[Passage retenu]

Ni OGM, ni processus classique de sélection par croisements successifs: des chercheurs ont dévoilé dimanche une technique révolutionnaire pour produire en un temps record des semences à fort rendement ou résistantes au changement climatique.

Les premiers bénéficiaires de cette technique baptisée «MutMat» pourraient être les agriculteurs des côtes japonaises frappées par le tsunami en mars dernier, qui auront besoin d'un riz résistant au sel pour leurs rizières inondées par la mer.

Cette nouvelle technique, publiée dimanche dans la revue Nature Biotechnology, dope artificiellement les mutations dans une plante souche pour faciliter la détection des variantes génétiques qui lui confèrent ses qualités spécifiques.

Une fois identifiés, les gènes associés à ces qualités (vitesse de croissance, rendement, résistance à la sécheresse, aux maladies, etc.) peuvent alors être réintroduits dans la plante souche «par un croisement classique. Cette approche n'utilise absolument aucune modification génétique de type OGM», explique Sophien Kamoun, du Laboratoire Sainsbury de Norwich (Royaume-Uni).

Actuellement, développer une nouvelle variété de plante aux caractéristiques spécifiques, un «cultivar» dans le jargon botanique, est un processus ardu qui peut prendre de cinq à dix ans.

Les agronomes doivent d'abord identifier la caractéristique voulue, puis la développer patiemment au fil des générations pour que ce caractère finisse par s'implanter chez tous les descendants de cette souche, en éliminant parallèlement d'éventuels traits indésirables.

[Objet de la tâche] Traduisez en anglais cette phrase du passage sur la technique MutMat : “Actuellement, développer une nouvelle variété de plante aux caractéristiques spécifiques, un «cultivar» dans le jargon botanique, est un processus ardu qui peut prendre de cinq à dix ans.”

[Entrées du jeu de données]
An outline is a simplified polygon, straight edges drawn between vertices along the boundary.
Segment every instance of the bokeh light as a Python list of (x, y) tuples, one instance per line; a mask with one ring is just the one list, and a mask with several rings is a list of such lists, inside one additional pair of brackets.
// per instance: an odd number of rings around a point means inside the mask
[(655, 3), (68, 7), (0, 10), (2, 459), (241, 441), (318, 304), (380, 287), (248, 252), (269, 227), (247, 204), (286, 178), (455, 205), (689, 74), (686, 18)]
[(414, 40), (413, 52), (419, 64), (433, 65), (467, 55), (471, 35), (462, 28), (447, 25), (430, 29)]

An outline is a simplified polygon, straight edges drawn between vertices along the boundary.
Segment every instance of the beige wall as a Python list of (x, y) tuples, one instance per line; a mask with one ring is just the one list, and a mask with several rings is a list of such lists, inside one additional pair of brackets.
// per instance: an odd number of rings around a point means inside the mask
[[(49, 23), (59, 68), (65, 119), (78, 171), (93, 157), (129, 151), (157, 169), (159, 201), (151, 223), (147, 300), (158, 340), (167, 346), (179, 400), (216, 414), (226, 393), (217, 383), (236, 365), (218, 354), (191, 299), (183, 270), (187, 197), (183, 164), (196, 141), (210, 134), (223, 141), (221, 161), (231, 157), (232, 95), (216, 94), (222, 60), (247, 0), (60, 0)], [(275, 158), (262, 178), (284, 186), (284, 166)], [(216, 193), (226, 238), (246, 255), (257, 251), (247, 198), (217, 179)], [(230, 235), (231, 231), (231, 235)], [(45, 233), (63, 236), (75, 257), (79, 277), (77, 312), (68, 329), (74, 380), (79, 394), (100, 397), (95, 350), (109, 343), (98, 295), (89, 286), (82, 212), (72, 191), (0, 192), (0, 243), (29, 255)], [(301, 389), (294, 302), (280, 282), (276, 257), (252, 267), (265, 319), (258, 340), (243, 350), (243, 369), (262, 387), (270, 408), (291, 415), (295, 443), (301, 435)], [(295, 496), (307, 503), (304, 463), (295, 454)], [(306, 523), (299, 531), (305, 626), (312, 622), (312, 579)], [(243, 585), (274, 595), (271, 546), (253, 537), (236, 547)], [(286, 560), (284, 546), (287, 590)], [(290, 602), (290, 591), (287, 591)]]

[Solution] Currently, developing a new plant variety with specific characteristics, a "cultivar" in botanical jargon, is an arduous process that can take five to ten years.